- **OBJECTIVE**
Substitute "inventory tool" for "shelf-audit tool" in the entries below, from the line with "Indicate the green sepal" through the end of the entries, and leave everything else unchanged. Leave the pictures out of your answer.

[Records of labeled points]
════
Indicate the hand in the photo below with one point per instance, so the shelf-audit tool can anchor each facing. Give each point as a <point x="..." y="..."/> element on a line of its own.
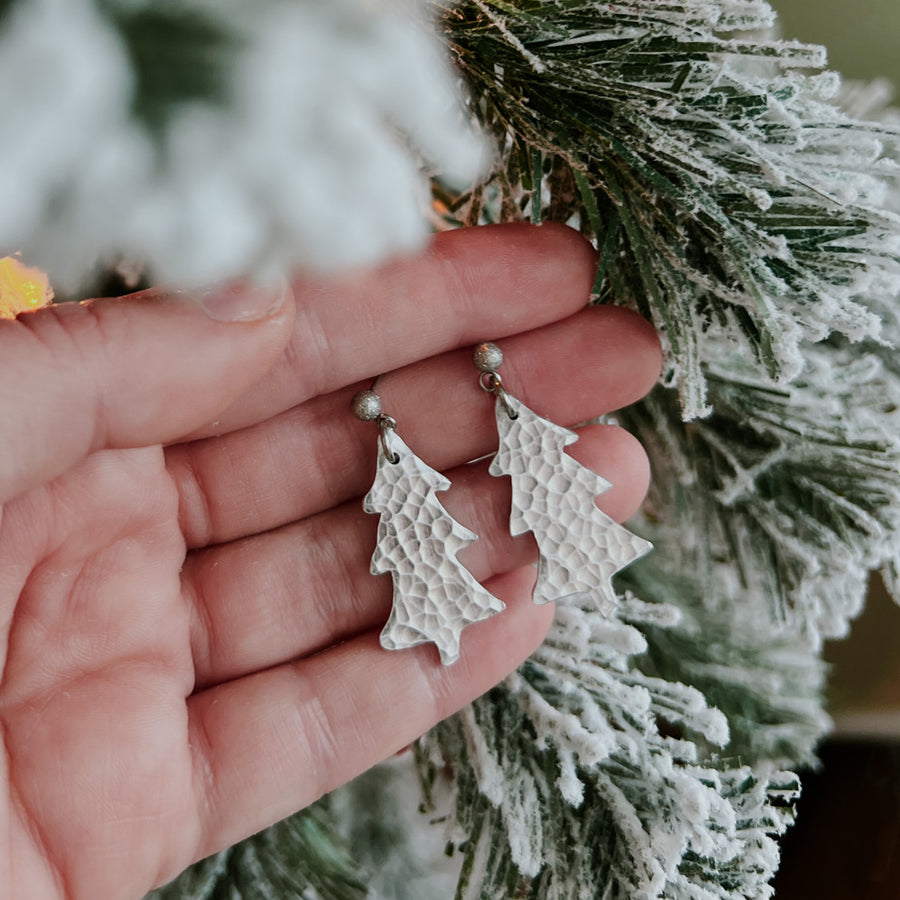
<point x="189" y="627"/>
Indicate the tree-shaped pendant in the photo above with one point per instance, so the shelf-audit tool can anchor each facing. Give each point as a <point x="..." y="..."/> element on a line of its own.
<point x="581" y="548"/>
<point x="435" y="597"/>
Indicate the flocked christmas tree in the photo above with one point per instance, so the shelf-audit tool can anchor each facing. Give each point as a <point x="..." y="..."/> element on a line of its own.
<point x="733" y="201"/>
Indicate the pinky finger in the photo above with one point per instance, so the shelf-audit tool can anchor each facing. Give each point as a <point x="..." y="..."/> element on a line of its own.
<point x="268" y="744"/>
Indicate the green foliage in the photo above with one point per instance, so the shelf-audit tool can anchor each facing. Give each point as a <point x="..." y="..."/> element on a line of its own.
<point x="179" y="55"/>
<point x="678" y="144"/>
<point x="301" y="858"/>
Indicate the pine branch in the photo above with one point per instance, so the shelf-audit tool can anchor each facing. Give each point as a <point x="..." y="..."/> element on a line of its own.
<point x="570" y="783"/>
<point x="728" y="193"/>
<point x="301" y="858"/>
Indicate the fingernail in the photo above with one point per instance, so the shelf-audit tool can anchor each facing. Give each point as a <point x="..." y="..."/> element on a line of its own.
<point x="242" y="301"/>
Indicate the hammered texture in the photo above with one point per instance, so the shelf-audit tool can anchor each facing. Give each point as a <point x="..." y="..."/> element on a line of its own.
<point x="580" y="547"/>
<point x="435" y="598"/>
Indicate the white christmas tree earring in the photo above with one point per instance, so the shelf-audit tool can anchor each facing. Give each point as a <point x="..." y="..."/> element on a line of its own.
<point x="580" y="547"/>
<point x="435" y="598"/>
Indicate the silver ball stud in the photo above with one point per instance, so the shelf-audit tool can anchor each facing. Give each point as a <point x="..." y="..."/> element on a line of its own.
<point x="366" y="405"/>
<point x="487" y="357"/>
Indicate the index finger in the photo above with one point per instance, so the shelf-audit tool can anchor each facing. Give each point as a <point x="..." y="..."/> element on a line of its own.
<point x="469" y="285"/>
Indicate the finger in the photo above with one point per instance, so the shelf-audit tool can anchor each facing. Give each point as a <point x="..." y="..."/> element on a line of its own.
<point x="271" y="743"/>
<point x="494" y="280"/>
<point x="317" y="455"/>
<point x="128" y="372"/>
<point x="278" y="596"/>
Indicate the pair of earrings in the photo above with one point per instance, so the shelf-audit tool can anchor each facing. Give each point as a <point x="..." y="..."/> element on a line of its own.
<point x="435" y="597"/>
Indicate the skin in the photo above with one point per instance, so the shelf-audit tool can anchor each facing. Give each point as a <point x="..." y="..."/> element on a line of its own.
<point x="189" y="627"/>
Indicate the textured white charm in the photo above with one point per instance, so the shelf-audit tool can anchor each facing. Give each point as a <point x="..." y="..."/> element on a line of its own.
<point x="581" y="547"/>
<point x="435" y="598"/>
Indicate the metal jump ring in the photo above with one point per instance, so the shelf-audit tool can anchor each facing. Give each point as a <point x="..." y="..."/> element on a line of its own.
<point x="493" y="384"/>
<point x="385" y="424"/>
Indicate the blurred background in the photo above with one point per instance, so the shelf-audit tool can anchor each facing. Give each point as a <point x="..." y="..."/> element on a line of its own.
<point x="846" y="845"/>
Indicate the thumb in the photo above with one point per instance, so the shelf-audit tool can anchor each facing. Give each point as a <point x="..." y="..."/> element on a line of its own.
<point x="128" y="372"/>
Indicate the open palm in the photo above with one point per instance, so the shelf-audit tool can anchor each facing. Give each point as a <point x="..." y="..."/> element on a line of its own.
<point x="189" y="626"/>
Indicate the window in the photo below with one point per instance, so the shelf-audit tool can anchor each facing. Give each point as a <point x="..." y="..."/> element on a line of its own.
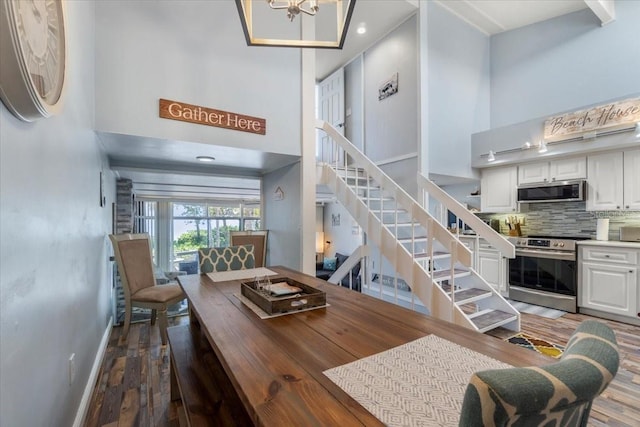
<point x="145" y="221"/>
<point x="197" y="225"/>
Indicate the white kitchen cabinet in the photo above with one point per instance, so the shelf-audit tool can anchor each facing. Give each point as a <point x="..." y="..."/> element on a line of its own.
<point x="498" y="189"/>
<point x="608" y="281"/>
<point x="614" y="181"/>
<point x="555" y="170"/>
<point x="631" y="180"/>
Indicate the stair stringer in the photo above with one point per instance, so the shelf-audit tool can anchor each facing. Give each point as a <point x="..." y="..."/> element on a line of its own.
<point x="439" y="303"/>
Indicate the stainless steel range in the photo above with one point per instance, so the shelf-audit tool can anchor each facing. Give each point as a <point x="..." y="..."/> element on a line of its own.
<point x="544" y="272"/>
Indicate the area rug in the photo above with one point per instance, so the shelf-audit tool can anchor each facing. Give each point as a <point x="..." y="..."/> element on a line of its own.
<point x="536" y="344"/>
<point x="421" y="383"/>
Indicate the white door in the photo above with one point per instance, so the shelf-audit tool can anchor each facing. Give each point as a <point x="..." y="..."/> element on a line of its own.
<point x="610" y="288"/>
<point x="632" y="180"/>
<point x="331" y="110"/>
<point x="531" y="173"/>
<point x="498" y="189"/>
<point x="605" y="180"/>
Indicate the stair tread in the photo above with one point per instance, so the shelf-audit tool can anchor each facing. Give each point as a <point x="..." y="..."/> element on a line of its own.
<point x="492" y="319"/>
<point x="408" y="239"/>
<point x="436" y="254"/>
<point x="445" y="274"/>
<point x="464" y="295"/>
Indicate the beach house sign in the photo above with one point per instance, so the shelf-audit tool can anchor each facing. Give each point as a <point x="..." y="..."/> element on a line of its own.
<point x="615" y="115"/>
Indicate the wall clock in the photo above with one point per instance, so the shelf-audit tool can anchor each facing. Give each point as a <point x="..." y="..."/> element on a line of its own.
<point x="33" y="65"/>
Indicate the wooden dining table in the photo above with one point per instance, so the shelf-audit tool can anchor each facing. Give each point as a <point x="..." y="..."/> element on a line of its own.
<point x="276" y="365"/>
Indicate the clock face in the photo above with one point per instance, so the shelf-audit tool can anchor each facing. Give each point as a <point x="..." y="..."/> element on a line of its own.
<point x="32" y="83"/>
<point x="41" y="32"/>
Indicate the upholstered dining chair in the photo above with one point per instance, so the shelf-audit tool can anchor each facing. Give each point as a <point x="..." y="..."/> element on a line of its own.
<point x="239" y="257"/>
<point x="135" y="264"/>
<point x="554" y="395"/>
<point x="257" y="238"/>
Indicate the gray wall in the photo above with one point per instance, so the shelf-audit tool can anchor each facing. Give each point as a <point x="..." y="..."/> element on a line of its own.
<point x="55" y="277"/>
<point x="346" y="236"/>
<point x="192" y="54"/>
<point x="563" y="64"/>
<point x="282" y="217"/>
<point x="458" y="91"/>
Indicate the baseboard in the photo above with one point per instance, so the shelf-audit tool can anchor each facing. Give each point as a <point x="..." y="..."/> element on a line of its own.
<point x="81" y="414"/>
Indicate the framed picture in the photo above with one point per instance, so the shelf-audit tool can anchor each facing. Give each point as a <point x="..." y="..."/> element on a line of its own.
<point x="388" y="88"/>
<point x="103" y="199"/>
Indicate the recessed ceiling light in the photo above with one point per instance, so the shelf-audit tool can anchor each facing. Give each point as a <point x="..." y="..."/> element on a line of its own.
<point x="205" y="158"/>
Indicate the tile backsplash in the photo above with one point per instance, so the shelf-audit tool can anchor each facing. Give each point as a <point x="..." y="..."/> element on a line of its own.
<point x="565" y="219"/>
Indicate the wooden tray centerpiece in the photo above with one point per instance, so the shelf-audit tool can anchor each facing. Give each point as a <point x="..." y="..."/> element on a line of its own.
<point x="284" y="295"/>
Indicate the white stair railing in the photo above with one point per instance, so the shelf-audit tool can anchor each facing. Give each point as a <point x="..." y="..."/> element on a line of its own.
<point x="354" y="179"/>
<point x="346" y="154"/>
<point x="482" y="230"/>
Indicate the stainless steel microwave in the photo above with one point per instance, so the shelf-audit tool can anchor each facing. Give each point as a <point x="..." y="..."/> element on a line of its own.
<point x="559" y="191"/>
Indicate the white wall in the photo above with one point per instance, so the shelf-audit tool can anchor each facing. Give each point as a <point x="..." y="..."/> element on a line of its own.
<point x="354" y="114"/>
<point x="564" y="64"/>
<point x="391" y="125"/>
<point x="458" y="91"/>
<point x="282" y="217"/>
<point x="346" y="236"/>
<point x="192" y="52"/>
<point x="55" y="277"/>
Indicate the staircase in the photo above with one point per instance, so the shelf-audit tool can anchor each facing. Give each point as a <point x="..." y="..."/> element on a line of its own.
<point x="432" y="261"/>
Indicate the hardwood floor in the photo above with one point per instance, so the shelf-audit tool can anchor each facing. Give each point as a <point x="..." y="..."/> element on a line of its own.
<point x="132" y="388"/>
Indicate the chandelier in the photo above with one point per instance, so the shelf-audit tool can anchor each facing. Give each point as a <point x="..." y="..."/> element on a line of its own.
<point x="293" y="7"/>
<point x="264" y="26"/>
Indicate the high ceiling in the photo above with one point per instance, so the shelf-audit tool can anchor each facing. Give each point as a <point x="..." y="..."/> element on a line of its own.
<point x="380" y="17"/>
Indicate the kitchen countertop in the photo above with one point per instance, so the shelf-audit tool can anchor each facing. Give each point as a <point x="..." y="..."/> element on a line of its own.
<point x="611" y="243"/>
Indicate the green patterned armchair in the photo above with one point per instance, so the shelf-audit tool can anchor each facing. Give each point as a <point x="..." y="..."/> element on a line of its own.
<point x="554" y="395"/>
<point x="239" y="257"/>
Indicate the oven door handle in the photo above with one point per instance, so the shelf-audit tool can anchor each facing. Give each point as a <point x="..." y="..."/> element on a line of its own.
<point x="567" y="256"/>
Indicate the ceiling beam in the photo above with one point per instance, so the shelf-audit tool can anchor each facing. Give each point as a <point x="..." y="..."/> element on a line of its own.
<point x="605" y="10"/>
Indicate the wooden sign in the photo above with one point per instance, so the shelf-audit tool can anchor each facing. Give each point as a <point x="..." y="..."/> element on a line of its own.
<point x="175" y="110"/>
<point x="619" y="114"/>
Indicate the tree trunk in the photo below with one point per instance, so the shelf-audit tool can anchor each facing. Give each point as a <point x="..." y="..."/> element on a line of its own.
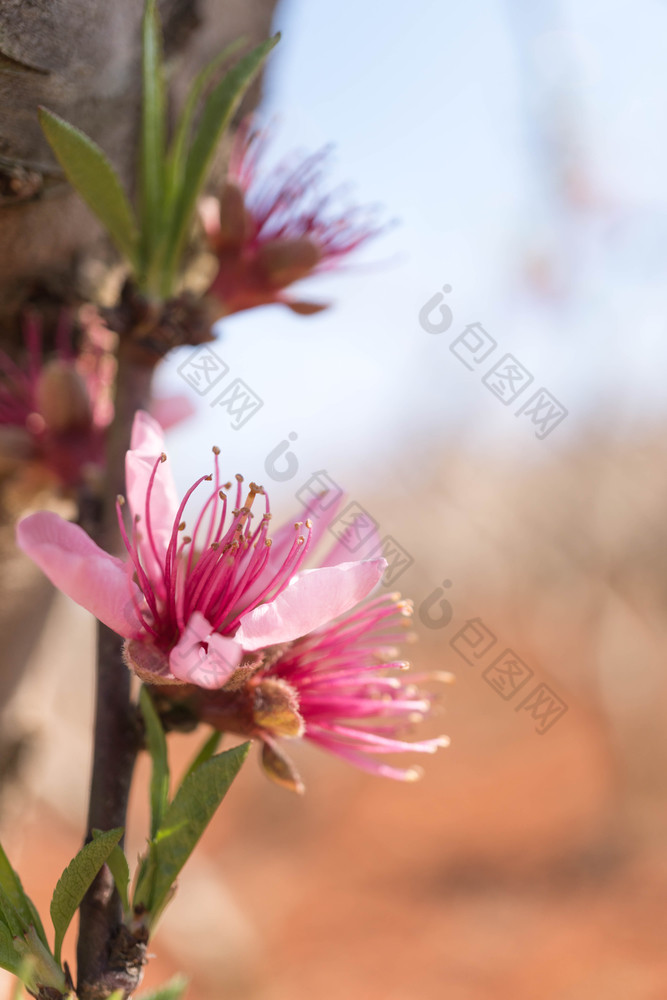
<point x="81" y="59"/>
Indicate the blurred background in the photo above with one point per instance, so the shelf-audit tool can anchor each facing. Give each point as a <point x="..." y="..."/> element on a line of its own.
<point x="520" y="147"/>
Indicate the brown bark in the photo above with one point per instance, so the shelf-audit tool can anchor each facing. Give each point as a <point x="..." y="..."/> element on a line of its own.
<point x="81" y="58"/>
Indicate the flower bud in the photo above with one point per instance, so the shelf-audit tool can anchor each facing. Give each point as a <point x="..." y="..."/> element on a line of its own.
<point x="285" y="261"/>
<point x="276" y="708"/>
<point x="62" y="398"/>
<point x="280" y="768"/>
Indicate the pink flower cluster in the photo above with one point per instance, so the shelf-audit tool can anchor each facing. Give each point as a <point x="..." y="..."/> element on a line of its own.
<point x="226" y="611"/>
<point x="270" y="232"/>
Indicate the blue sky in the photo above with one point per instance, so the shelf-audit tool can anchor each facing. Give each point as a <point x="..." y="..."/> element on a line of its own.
<point x="453" y="117"/>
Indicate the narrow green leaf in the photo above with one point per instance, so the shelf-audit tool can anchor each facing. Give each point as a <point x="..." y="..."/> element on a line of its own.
<point x="218" y="110"/>
<point x="76" y="880"/>
<point x="9" y="958"/>
<point x="157" y="747"/>
<point x="173" y="990"/>
<point x="184" y="822"/>
<point x="209" y="747"/>
<point x="10" y="916"/>
<point x="152" y="156"/>
<point x="120" y="870"/>
<point x="178" y="152"/>
<point x="11" y="884"/>
<point x="91" y="174"/>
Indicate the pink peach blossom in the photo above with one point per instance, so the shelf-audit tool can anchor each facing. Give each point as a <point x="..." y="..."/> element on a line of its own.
<point x="269" y="231"/>
<point x="336" y="687"/>
<point x="190" y="604"/>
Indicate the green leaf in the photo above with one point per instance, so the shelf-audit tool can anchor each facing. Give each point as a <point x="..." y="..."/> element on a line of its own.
<point x="178" y="151"/>
<point x="157" y="747"/>
<point x="152" y="156"/>
<point x="76" y="880"/>
<point x="218" y="110"/>
<point x="9" y="958"/>
<point x="120" y="870"/>
<point x="10" y="916"/>
<point x="209" y="747"/>
<point x="184" y="822"/>
<point x="173" y="990"/>
<point x="91" y="174"/>
<point x="10" y="883"/>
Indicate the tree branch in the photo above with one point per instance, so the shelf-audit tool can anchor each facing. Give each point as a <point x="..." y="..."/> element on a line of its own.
<point x="108" y="957"/>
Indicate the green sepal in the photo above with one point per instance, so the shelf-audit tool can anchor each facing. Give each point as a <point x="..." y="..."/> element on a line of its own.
<point x="173" y="990"/>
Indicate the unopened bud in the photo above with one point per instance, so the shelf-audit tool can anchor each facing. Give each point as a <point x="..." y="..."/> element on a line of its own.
<point x="280" y="769"/>
<point x="226" y="220"/>
<point x="285" y="261"/>
<point x="62" y="398"/>
<point x="276" y="708"/>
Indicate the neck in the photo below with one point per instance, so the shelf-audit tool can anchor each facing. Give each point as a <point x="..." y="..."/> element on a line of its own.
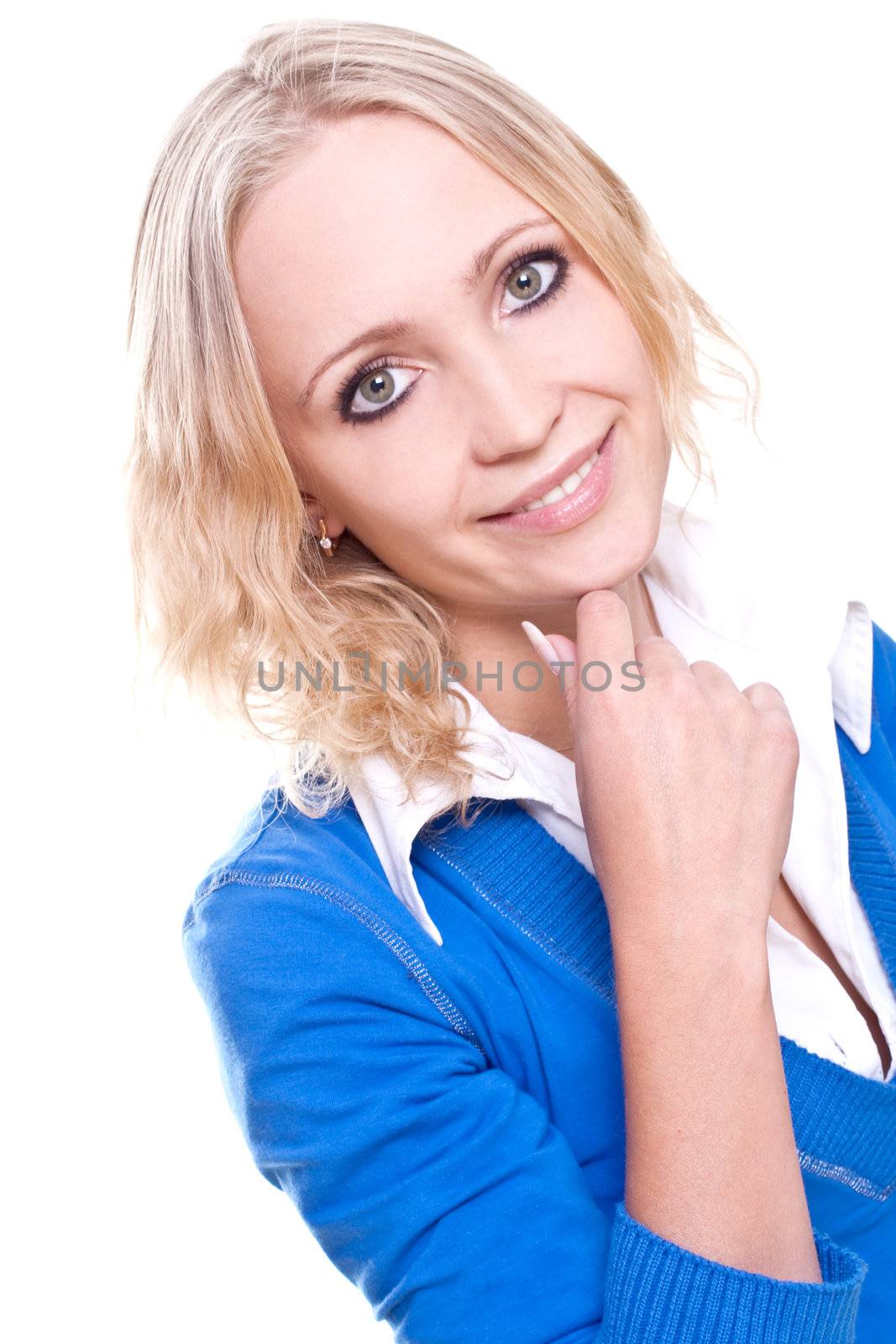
════
- **TASK RESPONSE**
Indicate the green sepal in the photo above with one point per instance, so the inventory tool can anchor each facing. Give each point as a <point x="..." y="..."/> element on a line of its own.
<point x="173" y="990"/>
Indicate the unopened bud in the photo above with one point per instance, so the inventory tool can anchor each facing. Give each point as a <point x="..." y="..."/> element on a line of its own.
<point x="280" y="769"/>
<point x="226" y="220"/>
<point x="285" y="261"/>
<point x="62" y="398"/>
<point x="276" y="708"/>
Indicate the neck in the photo below with one point per instance, so the inventory tool can anchor each facing. Give each point as a <point x="..." y="..."/> element on a line of its own.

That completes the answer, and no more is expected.